— start of DOCUMENT TEXT —

Showing posts with label daddy. Show all posts
Showing posts with label daddy. Show all posts

Friday, January 2, 2009

Daddy K watches Baby B (Mama A goes back to work)

Here it is, Mama's first big day back to work:


3:00 a.m. – Mama feeds Baby. Daddy stirs. We all go back to sleep.


4:00 a.m. – Cat meows and howls in between us in bed (as usual). Daddy and Mama swat cat. Baby sleeps soundly. Daddy tosses.


4:45 a.m. – Cat meows and howls again on the box below the bed she uses to climb up and down. Daddy sprays her with the water bottle.


5:00 a.m. – Daddy gives up and gets out of bed so Mama and Baby can sleep.


5:15 a.m. – Daddy fiddles and writes and does other online nonsense.


7:00 a.m. – Mama and baby wake up.


7:00 a.m. – Baby's fed and changed.


8:00 a.m. – Daddy watches Baby and eats breakfast while Mama gets ready for work.


8:30 a.m. – Baby's fed and changed again.


8:40 a.m. – Baby goes down for a nap and mama leaves for work, a little emotional but intact. Daddy smiles and kisses her. Everything's going to be fine.


9:15 a.m. – Baby wakes up from nap and all is well. Change Baby then read to her: Oh, the places you'll go, Go Dog. Go! and 10 little ladybugs. Then we watched some of Sesame Street. (I was a baby again myself – sucked in and totally focused on the letter "M" for many monsters. Sweet. The show is great.)


10:30 a.m. – Baby fusses, cries and gets hungry – the bottle attempt fails, however.


10:45 a.m. – Calm Baby down and take her upstairs to sleep in one of her swings while I shower. Change Baby.


11:00 a.m. – Baby naps.


11:15 a.m. – Cat comes downstairs and meows.


11:45 a.m. – Baby wakes, fusses, cries, gets really hungry and then magic: I gently talk with her about drinking from the bottle and how happy she'll be once she eats – wallah – Baby drinks almost entire bottle! Happy success!


12:15 p.m. – Change Baby then watch more Sesame Street with her.


12:45 p.m. – Mama comes home for lunch.


1:30 p.m. – Baby's fed and changed. Mama puts her down for a nap and goes back to work.


3:45 p.m. – Baby wakes and is changed. Daddy takes Baby out for a stroll along the water.


4:30 p.m. – Daddy changes the Baby and attempts to feed her the bottle again – and again success!


5:00 p.m. – Cat comes downstairs and meows. It's time for her dinner. Daddy feeds the cat then reads Baby I love you through and through.


5:30 p.m. – Mama comes home from work, kisses Daddy and Baby. Everybody's happy!


All is well in Daddy-ville. Goodnight.

Friday, November 7, 2008

I’m a loser baby, so why don’t you hug me

John McCain gave an eloquent and gracious concession speech this week, and while I'm a Barack Obama supporter and part of the "yes we can" daddies-for-change bandwagon (imagine what that looked like), I know John McCain loves his country and truly believed he was the right person for the job.

But he lost. Decidedly.


How does one deal with that kind of loss at that level? Or any level? More specifically, how does a dad deal with loss and his family? We talk a lot about helping our children deal with losing, as Daddy Clay at DadLabs did recently, but what about the dads?

— end of DOCUMENT TEXT —
— start of RECORD EXTRACTS —

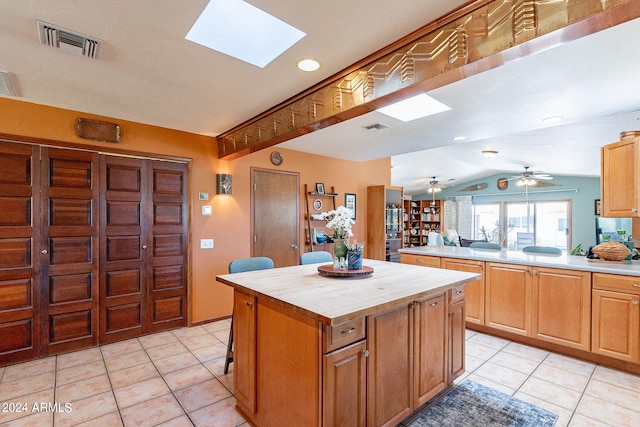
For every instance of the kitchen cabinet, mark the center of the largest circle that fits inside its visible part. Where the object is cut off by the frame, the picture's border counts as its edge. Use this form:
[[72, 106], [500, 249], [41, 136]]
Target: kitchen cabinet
[[616, 317], [508, 297], [415, 370], [620, 179], [473, 291], [384, 222], [562, 307]]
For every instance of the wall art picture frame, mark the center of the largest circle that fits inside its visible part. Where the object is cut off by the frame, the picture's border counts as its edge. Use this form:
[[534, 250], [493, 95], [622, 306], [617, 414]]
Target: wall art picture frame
[[350, 202]]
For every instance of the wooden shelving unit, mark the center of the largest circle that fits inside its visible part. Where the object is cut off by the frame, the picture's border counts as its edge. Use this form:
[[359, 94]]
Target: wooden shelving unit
[[419, 219], [313, 195]]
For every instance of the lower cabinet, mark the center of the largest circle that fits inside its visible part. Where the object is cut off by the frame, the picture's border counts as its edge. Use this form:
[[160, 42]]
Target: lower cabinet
[[508, 298], [616, 317]]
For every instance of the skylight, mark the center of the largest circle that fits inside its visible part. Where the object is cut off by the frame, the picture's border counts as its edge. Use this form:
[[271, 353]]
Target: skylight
[[414, 108], [243, 31]]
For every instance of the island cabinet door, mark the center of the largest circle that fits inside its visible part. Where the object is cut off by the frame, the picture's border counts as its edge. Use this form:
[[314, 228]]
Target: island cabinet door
[[345, 386], [390, 366], [562, 307], [430, 352], [244, 353], [473, 291], [508, 298]]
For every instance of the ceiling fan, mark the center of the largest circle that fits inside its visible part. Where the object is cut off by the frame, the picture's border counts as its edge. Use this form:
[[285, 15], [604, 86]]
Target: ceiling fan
[[528, 178]]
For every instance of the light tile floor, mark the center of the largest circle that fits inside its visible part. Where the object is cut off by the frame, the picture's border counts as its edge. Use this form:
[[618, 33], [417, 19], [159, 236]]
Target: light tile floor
[[176, 379]]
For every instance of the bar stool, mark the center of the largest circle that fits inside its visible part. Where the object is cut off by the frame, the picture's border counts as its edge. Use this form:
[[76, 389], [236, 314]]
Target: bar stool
[[239, 266]]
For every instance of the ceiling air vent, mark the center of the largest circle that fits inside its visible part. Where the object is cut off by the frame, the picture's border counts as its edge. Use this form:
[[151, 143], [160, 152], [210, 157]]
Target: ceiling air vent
[[69, 41]]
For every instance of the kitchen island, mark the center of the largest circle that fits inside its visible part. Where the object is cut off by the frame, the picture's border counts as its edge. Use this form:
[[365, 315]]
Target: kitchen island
[[313, 350], [583, 308]]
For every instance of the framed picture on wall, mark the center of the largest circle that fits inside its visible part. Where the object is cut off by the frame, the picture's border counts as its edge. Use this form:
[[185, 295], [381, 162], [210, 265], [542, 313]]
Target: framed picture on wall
[[350, 202]]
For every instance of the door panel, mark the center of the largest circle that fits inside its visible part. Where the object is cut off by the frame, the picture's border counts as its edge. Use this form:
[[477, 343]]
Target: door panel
[[167, 219], [19, 241], [122, 270], [70, 232], [276, 218]]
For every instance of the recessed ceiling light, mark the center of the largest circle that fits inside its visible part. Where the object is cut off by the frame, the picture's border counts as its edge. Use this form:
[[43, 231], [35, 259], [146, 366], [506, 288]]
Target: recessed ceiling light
[[414, 108], [552, 119], [308, 65], [243, 31]]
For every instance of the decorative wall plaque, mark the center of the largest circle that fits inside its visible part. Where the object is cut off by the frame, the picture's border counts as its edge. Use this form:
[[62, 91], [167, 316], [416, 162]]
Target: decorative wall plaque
[[97, 130]]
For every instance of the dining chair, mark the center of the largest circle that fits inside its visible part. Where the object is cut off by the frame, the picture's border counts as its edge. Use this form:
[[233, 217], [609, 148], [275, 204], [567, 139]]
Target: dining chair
[[315, 257], [544, 250], [239, 266], [485, 245]]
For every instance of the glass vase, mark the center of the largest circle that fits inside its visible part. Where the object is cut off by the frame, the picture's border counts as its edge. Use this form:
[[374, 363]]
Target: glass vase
[[339, 249]]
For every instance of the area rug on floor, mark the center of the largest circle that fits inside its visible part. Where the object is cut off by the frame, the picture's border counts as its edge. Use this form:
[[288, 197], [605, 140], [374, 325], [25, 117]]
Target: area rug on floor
[[473, 405]]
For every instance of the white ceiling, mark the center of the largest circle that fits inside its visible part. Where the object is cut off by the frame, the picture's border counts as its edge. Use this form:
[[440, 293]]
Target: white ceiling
[[147, 72]]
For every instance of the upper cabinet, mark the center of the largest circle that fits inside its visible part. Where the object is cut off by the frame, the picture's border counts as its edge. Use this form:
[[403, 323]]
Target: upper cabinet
[[620, 177]]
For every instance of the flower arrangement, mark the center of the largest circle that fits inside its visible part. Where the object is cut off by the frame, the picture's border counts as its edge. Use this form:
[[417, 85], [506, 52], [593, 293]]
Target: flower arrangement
[[339, 222]]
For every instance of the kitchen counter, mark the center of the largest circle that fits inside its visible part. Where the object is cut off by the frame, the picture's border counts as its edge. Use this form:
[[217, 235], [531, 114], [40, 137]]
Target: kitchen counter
[[334, 301], [566, 262]]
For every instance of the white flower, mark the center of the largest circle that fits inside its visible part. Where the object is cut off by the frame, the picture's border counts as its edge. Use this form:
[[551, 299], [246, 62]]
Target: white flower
[[339, 222]]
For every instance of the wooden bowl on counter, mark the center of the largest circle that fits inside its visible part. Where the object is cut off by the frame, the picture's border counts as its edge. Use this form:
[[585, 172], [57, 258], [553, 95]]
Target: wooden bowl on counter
[[611, 251]]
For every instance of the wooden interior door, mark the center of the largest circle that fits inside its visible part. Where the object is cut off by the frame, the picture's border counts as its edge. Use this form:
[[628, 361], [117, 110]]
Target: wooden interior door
[[69, 245], [123, 296], [19, 253], [276, 216], [167, 236]]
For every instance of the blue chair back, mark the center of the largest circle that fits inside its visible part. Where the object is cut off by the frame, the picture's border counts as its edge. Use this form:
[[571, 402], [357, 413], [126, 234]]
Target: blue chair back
[[548, 250], [250, 264], [485, 245], [315, 257]]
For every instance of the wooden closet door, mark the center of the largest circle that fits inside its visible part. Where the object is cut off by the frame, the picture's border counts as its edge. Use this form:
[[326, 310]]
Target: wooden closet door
[[69, 249], [19, 253], [123, 295], [167, 235]]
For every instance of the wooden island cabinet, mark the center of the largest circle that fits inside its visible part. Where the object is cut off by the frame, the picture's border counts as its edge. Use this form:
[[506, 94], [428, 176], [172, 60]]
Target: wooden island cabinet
[[319, 351]]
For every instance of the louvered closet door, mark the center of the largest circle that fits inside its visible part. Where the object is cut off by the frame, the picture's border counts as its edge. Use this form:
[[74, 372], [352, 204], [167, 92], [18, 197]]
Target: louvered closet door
[[167, 219], [19, 253], [69, 249], [123, 248]]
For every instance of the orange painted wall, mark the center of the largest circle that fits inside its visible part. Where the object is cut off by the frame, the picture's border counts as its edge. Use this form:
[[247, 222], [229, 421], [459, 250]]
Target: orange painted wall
[[229, 225]]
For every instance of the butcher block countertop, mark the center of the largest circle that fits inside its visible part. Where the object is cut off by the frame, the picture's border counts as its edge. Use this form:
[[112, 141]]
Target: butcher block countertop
[[334, 301]]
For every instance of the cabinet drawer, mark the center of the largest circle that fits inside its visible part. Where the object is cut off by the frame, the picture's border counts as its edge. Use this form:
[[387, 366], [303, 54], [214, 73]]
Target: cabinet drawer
[[426, 261], [456, 294], [614, 282], [345, 334]]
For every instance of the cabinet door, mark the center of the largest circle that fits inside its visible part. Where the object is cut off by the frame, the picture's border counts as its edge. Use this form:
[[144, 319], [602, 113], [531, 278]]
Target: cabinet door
[[562, 307], [508, 298], [345, 386], [429, 350], [70, 194], [244, 354], [473, 291], [620, 174], [616, 324], [389, 368], [456, 340], [19, 253]]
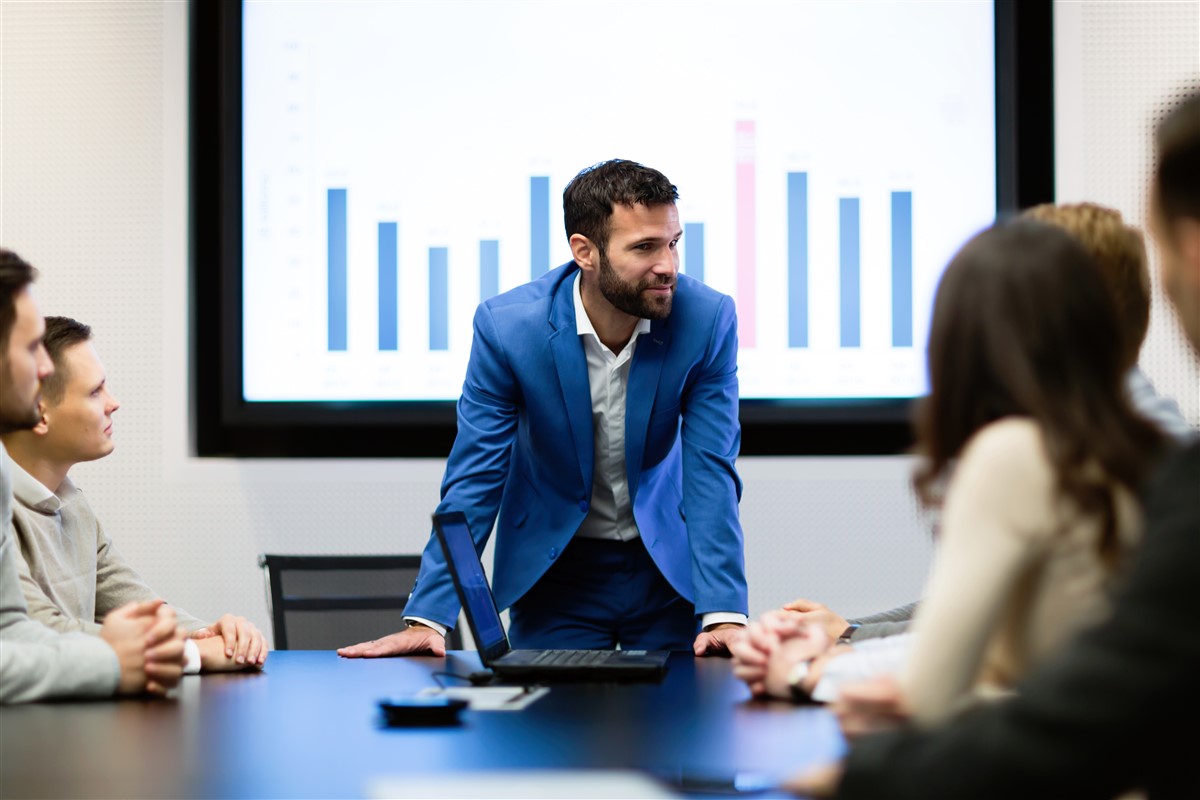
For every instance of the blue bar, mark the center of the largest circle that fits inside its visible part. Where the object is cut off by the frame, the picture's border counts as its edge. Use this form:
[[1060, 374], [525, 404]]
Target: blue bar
[[389, 288], [489, 269], [850, 268], [336, 254], [539, 227], [694, 250], [797, 259], [439, 299], [901, 269]]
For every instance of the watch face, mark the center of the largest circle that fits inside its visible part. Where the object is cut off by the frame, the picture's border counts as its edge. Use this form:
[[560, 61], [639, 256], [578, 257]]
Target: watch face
[[798, 673]]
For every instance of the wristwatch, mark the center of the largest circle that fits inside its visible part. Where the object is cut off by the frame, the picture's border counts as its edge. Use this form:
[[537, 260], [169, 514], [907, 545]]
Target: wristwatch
[[796, 678]]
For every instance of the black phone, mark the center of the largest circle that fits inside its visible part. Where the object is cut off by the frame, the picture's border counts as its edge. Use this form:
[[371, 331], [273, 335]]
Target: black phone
[[421, 711]]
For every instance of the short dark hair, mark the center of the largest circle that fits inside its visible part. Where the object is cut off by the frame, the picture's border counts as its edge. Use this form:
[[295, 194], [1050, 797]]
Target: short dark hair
[[589, 199], [1177, 176], [1024, 326], [61, 332], [15, 276], [1120, 252]]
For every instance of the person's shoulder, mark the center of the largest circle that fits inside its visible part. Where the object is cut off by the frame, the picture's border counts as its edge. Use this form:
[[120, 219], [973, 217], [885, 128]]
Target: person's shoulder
[[1013, 445], [697, 300], [539, 290]]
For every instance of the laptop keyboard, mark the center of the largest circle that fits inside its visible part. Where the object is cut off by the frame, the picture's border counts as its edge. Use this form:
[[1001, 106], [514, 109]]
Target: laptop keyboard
[[573, 657]]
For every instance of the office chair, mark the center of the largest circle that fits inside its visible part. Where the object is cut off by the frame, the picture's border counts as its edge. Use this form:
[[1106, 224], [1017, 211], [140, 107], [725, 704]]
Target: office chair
[[323, 602]]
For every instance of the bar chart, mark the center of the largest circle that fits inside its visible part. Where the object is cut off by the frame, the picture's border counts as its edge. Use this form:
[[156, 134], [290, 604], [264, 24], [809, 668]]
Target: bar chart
[[797, 235], [826, 208]]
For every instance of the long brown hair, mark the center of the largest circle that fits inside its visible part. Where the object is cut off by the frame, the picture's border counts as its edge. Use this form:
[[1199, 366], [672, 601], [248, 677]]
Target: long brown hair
[[1024, 325]]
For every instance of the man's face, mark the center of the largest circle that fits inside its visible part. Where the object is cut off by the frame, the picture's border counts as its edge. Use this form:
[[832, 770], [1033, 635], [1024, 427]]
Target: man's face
[[24, 364], [643, 245], [1180, 269], [79, 425]]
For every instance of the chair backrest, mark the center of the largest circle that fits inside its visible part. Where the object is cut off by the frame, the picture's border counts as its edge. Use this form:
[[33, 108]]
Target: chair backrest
[[322, 602]]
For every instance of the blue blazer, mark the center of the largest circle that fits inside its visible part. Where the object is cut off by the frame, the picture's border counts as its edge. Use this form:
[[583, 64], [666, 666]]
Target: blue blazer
[[525, 445]]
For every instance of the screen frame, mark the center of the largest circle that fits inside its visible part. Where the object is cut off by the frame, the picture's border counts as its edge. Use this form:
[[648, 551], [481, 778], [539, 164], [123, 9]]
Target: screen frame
[[225, 425]]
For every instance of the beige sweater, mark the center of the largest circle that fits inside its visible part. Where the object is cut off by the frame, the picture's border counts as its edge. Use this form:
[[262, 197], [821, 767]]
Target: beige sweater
[[71, 572], [1017, 573], [36, 662]]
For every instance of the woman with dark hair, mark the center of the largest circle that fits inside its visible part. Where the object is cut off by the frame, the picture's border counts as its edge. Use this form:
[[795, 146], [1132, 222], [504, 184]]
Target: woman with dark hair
[[1027, 405]]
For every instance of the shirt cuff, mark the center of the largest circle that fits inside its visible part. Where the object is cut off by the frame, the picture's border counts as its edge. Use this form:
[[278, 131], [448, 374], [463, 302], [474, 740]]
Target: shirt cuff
[[192, 651], [715, 618], [439, 629]]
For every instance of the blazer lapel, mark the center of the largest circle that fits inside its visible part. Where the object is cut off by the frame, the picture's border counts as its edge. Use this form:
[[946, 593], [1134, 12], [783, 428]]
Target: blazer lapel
[[573, 374], [643, 383]]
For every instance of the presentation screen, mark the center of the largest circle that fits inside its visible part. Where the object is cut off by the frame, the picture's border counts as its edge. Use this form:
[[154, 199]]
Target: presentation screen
[[401, 162]]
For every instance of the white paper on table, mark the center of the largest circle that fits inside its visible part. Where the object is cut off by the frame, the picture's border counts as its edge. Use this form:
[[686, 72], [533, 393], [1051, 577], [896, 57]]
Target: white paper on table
[[490, 698]]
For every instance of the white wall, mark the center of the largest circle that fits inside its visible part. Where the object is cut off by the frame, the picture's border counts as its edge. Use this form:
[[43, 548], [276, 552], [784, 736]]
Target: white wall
[[93, 191]]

— end of RECORD EXTRACTS —

▶ _WORK INSTRUCTIONS_:
1. According to the blog posts, what time does Mama come home for lunch?
2. Write out the part of the blog posts that opens with the words containing "Friday, January 2, 2009" and closes with "soundly. Daddy tosses.".
3. In the blog posts, why does Daddy get out of bed at 5:00 a.m.?

▶ _ANSWERS TO EACH TASK_:
1. 12:45 p.m.

2.
Friday, January 2, 2009

Daddy K watches Baby B (Mama A goes back to work)

Here it is, Mama's first big day back to work:


3:00 a.m. – Mama feeds Baby. Daddy stirs. We all go back to sleep.


4:00 a.m. – Cat meows and howls in between us in bed (as usual). Daddy and Mama swat cat. Baby sleeps soundly. Daddy tosses.

3. He gets out of bed so Mama and Baby can sleep. He gives up after the cat keeps meowing and howling during the night.